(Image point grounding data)
#####
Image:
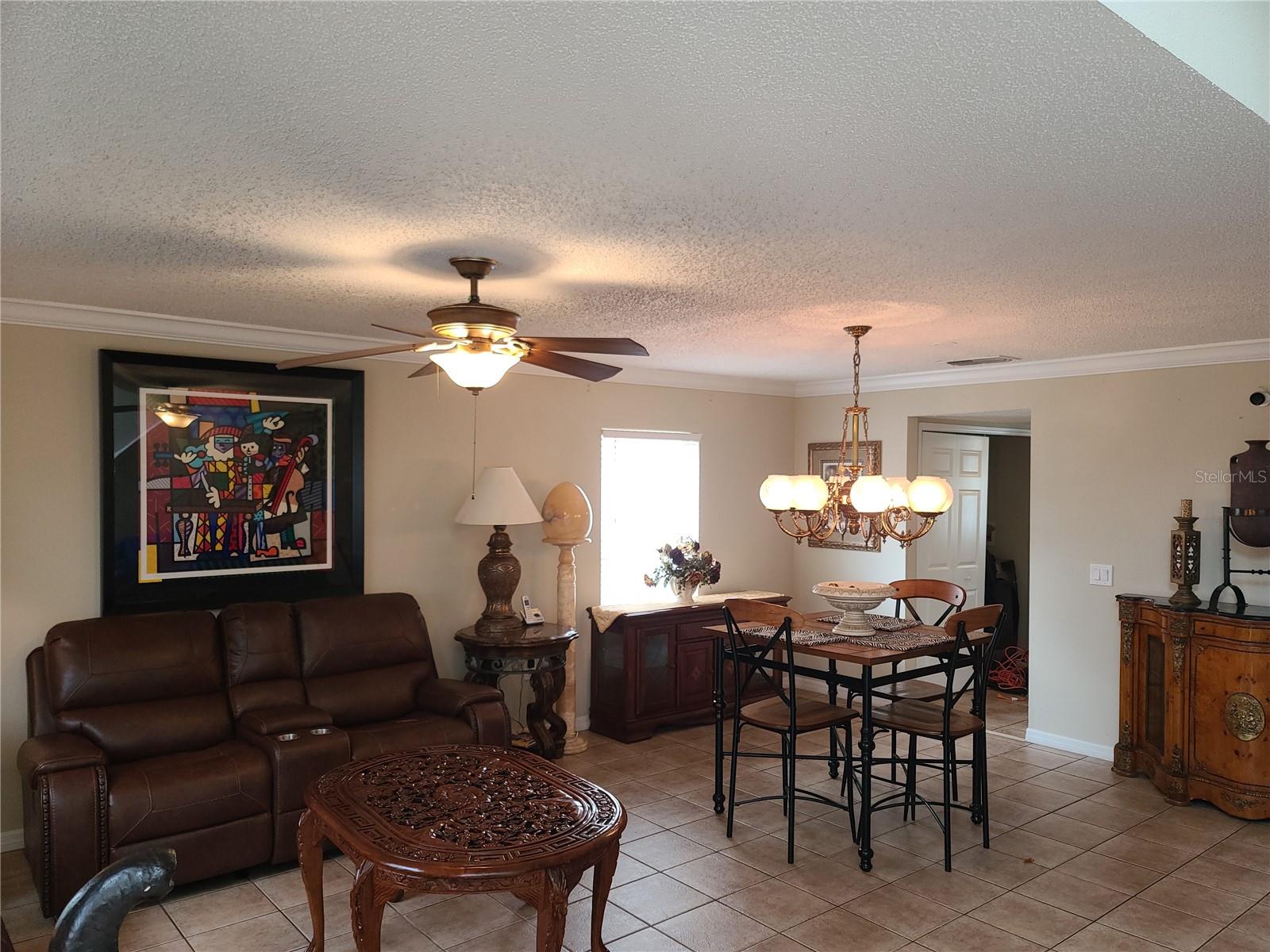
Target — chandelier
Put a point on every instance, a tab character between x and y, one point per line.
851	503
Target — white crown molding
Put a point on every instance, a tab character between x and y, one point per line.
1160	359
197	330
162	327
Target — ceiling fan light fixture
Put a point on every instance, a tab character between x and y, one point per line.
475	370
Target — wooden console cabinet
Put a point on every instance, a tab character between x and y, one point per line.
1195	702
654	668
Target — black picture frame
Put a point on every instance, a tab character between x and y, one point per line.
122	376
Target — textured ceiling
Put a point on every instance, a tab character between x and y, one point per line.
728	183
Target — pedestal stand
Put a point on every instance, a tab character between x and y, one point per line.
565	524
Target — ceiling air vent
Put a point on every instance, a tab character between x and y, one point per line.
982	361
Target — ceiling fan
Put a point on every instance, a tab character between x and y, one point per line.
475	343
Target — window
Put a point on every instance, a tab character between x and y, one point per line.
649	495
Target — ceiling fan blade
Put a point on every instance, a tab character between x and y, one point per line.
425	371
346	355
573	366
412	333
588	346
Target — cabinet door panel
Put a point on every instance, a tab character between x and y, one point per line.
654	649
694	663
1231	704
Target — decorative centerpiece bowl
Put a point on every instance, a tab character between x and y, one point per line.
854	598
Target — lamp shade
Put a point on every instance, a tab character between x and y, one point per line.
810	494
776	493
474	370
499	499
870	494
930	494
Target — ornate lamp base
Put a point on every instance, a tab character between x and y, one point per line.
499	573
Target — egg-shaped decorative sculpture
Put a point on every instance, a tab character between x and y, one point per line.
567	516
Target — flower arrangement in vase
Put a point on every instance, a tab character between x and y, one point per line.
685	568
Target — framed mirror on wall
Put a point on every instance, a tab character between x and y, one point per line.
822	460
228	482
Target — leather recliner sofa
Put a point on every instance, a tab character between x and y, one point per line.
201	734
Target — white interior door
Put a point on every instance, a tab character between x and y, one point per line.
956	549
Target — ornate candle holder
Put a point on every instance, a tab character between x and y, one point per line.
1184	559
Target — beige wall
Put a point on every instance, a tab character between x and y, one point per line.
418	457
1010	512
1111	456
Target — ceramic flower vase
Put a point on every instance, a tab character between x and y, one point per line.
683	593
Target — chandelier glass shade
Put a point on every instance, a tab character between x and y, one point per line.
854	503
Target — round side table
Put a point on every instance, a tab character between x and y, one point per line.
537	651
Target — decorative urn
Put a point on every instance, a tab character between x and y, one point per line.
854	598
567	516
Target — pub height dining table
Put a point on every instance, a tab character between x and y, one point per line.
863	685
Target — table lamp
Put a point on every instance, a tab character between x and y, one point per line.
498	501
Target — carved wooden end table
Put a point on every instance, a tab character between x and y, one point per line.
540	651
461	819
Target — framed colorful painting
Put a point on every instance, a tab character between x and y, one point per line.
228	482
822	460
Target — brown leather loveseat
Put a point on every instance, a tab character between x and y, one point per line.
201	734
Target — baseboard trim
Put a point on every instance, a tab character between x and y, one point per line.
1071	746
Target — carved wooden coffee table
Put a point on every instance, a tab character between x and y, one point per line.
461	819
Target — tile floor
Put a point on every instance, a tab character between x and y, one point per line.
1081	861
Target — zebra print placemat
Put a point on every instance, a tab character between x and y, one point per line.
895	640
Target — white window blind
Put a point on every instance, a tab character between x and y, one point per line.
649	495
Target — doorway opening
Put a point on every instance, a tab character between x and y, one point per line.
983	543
#####
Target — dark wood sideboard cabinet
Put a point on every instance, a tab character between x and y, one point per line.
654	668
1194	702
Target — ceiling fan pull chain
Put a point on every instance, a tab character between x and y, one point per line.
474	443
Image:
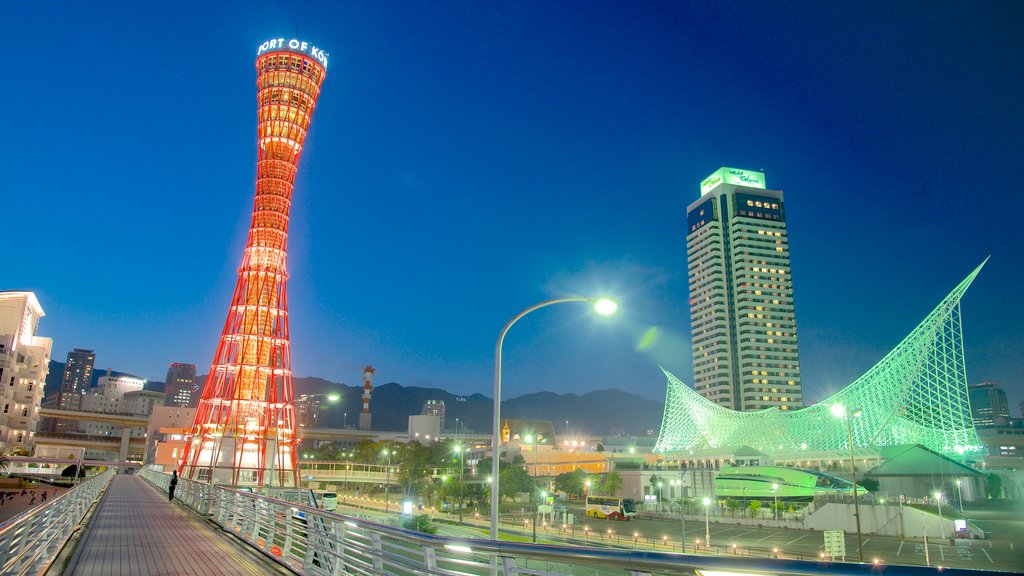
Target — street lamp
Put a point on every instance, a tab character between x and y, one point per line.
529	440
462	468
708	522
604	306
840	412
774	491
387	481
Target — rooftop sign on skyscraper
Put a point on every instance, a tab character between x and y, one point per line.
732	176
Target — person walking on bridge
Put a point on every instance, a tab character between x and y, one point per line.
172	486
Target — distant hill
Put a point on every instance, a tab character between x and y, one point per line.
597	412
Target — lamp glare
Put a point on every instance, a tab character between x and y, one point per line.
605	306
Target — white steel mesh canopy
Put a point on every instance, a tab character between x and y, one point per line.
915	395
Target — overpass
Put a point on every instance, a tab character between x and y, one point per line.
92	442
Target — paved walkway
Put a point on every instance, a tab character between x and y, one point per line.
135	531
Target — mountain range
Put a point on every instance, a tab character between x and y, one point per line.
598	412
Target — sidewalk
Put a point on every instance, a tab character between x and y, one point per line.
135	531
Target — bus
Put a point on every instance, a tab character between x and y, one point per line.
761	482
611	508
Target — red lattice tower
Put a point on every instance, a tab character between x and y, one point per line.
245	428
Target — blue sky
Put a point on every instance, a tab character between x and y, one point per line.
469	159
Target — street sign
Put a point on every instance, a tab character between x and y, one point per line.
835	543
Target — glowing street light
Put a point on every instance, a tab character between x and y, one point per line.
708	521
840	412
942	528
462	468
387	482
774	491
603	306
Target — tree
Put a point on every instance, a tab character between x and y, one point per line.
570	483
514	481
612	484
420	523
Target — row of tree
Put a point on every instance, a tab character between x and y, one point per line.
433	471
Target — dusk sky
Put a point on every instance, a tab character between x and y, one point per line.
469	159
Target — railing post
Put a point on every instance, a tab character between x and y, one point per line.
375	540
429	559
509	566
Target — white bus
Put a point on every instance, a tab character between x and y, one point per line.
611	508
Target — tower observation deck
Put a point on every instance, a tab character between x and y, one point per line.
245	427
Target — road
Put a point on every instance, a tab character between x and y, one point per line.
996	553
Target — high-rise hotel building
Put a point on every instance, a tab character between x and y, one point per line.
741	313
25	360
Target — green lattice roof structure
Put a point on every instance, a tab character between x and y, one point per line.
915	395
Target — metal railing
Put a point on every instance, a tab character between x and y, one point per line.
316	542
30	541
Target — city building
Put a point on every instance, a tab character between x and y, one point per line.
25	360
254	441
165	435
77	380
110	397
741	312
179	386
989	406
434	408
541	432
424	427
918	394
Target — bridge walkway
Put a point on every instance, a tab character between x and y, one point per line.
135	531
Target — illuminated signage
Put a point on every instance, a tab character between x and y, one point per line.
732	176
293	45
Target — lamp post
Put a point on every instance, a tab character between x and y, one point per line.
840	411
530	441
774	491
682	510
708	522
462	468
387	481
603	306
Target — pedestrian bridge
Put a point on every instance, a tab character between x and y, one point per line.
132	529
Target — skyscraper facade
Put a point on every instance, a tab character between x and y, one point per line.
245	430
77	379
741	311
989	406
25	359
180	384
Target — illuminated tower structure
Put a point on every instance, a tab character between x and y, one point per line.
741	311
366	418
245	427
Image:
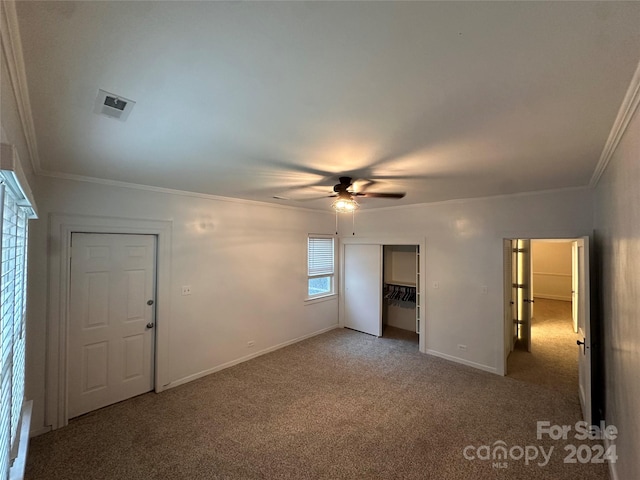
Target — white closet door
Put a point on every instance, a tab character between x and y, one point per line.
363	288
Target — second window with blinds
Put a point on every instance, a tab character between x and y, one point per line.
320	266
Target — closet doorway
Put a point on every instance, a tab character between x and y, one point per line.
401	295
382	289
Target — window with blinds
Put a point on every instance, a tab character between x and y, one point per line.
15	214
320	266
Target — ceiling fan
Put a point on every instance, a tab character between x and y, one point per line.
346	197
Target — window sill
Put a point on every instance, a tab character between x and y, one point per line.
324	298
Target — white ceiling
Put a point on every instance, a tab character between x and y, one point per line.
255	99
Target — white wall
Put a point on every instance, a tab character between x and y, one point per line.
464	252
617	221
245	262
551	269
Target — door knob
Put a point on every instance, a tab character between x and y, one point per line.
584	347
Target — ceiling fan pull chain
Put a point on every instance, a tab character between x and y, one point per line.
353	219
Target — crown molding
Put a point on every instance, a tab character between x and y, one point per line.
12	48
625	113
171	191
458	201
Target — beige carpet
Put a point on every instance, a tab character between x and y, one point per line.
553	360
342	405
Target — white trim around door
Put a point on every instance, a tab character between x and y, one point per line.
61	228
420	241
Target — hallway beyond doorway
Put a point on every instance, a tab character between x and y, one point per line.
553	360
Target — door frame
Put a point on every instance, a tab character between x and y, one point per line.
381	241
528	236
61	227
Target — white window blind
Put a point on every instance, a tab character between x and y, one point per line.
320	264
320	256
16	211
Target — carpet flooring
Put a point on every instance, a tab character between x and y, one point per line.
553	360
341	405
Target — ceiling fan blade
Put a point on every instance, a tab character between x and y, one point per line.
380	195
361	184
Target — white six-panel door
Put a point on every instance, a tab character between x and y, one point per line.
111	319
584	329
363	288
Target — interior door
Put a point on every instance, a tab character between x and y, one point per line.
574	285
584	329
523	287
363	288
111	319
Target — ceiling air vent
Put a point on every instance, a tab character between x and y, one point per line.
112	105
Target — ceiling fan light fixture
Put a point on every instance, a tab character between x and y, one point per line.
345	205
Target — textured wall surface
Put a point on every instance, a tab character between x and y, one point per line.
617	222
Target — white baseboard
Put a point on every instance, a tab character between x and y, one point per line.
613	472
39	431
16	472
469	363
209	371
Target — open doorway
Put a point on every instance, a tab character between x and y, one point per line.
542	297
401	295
#####
▸ Work to complete
Starting with the line with "Target — lamp glare" above and going on through the line with "Target — white bus", transcribe every line exactly, both ends included, and add nothing.

▸ Expected answer
Target — lamp glare
Put a point on every instance, a tab character between x and y, one point per line.
605	306
Target — white steel mesh canopy
Put a point on every instance, a tab character between x and y, one point per line.
915	395
Target — overpass
Put a point on every instance, a tab character between x and y, one point per line.
92	442
Target — paved walkway
Put a point on every instance, a tab character between x and y, one point per line.
135	531
Target — mountain range
Put a point on every instance, a tab character between x and y, one point per line.
598	412
Target — sidewalk
Put a point on every instance, a tab character between x and y, one point per line.
135	531
Target — bus
Put a point on every instance, a tab character between x and y, one point per line.
761	482
611	508
Target — red lattice tower
Put a point on every instance, a tab character between x and y, one point per line.
245	428
Target — blue sky
Put a point on every instance, a tab character between x and y, one point per line.
469	159
Target — street sign
Put a point on every instance, a tab character between x and y, one point per line.
835	543
Target — glowing street light
Put a point on every instance, a tab character between x and y, one point per line.
708	521
840	412
942	528
462	468
387	482
774	491
603	306
Target — tree
Put a point on every instance, a tab character between x and y, one point per line.
570	483
514	481
612	484
420	523
Target — row of tree
Put a point on every instance, a tab character between x and y, one point per line.
433	471
Target — dusk sky
Put a point on every instance, a tab character between x and y, one point per line.
469	159
Target — railing post
Put a point on every instance, a tab character between x and y, one point per line.
375	540
429	559
509	566
Target — white bus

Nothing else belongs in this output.